▽

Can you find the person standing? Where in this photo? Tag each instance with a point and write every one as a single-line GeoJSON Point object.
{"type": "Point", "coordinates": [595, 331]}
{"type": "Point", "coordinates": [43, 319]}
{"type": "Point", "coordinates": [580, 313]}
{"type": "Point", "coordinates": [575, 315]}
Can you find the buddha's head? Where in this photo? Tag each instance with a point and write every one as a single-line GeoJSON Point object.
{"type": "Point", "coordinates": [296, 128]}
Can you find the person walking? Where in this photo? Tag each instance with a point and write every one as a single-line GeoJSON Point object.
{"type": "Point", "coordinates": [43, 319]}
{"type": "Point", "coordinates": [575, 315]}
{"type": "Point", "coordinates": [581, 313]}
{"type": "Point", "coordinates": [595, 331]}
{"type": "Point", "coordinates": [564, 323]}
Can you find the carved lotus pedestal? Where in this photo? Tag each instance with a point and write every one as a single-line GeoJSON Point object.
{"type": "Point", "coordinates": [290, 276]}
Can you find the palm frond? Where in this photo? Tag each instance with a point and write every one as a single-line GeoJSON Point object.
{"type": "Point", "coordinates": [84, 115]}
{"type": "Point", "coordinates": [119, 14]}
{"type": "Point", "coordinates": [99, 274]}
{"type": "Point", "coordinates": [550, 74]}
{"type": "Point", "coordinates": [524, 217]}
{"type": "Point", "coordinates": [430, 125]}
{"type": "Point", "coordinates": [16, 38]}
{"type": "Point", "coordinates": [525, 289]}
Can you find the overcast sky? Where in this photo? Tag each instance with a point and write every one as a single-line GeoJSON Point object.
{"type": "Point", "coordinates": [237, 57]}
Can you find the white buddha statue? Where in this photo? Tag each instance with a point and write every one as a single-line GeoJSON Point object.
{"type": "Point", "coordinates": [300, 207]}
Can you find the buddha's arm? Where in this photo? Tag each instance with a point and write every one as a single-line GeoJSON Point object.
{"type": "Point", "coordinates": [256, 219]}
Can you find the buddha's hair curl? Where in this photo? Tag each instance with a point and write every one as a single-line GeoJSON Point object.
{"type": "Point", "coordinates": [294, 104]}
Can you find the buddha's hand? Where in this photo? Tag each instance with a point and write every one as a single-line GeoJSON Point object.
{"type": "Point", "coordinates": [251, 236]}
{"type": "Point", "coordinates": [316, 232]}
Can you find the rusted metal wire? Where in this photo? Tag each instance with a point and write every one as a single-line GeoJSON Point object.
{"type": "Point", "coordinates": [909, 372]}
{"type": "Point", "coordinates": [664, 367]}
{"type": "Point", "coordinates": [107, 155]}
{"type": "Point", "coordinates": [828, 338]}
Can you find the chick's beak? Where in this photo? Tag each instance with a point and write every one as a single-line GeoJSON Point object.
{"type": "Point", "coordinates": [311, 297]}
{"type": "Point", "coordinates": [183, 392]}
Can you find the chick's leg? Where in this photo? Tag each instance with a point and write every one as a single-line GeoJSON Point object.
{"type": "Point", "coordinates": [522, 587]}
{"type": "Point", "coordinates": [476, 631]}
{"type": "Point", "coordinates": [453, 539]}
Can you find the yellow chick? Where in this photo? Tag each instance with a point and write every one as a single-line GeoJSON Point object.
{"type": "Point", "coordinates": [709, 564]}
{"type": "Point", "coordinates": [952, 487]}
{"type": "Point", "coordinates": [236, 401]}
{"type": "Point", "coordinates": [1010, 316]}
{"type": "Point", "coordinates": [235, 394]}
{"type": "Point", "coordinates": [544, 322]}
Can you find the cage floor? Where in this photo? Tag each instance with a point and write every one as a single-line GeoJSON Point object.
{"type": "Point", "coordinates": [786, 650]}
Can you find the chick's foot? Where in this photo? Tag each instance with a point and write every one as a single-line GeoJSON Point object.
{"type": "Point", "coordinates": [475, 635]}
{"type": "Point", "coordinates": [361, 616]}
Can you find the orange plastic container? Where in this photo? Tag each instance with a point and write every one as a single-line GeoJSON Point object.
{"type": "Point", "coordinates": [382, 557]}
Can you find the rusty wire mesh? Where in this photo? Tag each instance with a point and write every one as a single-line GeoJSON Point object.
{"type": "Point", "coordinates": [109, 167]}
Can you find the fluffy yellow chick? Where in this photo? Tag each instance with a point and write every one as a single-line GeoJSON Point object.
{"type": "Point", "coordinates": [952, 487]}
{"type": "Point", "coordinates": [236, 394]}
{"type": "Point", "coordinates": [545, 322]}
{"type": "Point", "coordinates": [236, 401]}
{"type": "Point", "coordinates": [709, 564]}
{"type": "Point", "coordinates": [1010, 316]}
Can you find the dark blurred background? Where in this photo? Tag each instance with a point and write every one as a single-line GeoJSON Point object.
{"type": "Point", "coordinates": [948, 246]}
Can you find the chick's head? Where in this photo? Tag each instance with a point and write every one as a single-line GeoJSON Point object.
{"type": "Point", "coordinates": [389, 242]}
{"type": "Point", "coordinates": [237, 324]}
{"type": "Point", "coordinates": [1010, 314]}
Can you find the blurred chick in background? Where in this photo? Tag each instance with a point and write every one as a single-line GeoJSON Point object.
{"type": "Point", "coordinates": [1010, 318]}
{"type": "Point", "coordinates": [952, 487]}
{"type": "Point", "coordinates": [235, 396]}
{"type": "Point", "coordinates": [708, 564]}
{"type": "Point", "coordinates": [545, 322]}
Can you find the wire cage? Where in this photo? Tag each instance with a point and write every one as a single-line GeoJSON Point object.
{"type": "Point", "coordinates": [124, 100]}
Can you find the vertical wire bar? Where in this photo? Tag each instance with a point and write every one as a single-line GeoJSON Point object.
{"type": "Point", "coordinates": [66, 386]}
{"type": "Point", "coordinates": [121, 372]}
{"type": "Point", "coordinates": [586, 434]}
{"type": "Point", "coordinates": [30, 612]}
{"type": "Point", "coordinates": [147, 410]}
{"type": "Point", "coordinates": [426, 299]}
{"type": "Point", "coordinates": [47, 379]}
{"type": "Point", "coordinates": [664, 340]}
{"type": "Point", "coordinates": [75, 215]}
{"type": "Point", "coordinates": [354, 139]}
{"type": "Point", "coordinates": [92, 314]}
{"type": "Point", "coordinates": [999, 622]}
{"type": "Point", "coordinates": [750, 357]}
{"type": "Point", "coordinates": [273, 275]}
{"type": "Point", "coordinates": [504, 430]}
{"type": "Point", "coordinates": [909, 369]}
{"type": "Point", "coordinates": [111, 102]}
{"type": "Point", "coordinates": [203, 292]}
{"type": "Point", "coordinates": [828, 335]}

△

Return only the lines running from the line with "Can you find the wire" to the last line of the records, both included, exactly as written.

▶ **Complete response**:
Can you find the wire cage? Where in this photo? Tag each instance with a point and write every one as a single-line GeoJSON Point object.
{"type": "Point", "coordinates": [124, 100]}
Can you find the vertical wire bar? Where in this photo? Tag each instance with a point and write every one as a single-line GeoJSON Point object.
{"type": "Point", "coordinates": [66, 386]}
{"type": "Point", "coordinates": [121, 372]}
{"type": "Point", "coordinates": [586, 434]}
{"type": "Point", "coordinates": [30, 612]}
{"type": "Point", "coordinates": [147, 410]}
{"type": "Point", "coordinates": [426, 299]}
{"type": "Point", "coordinates": [47, 379]}
{"type": "Point", "coordinates": [664, 340]}
{"type": "Point", "coordinates": [75, 215]}
{"type": "Point", "coordinates": [354, 139]}
{"type": "Point", "coordinates": [92, 314]}
{"type": "Point", "coordinates": [999, 622]}
{"type": "Point", "coordinates": [750, 357]}
{"type": "Point", "coordinates": [273, 275]}
{"type": "Point", "coordinates": [504, 430]}
{"type": "Point", "coordinates": [909, 369]}
{"type": "Point", "coordinates": [111, 102]}
{"type": "Point", "coordinates": [203, 292]}
{"type": "Point", "coordinates": [828, 335]}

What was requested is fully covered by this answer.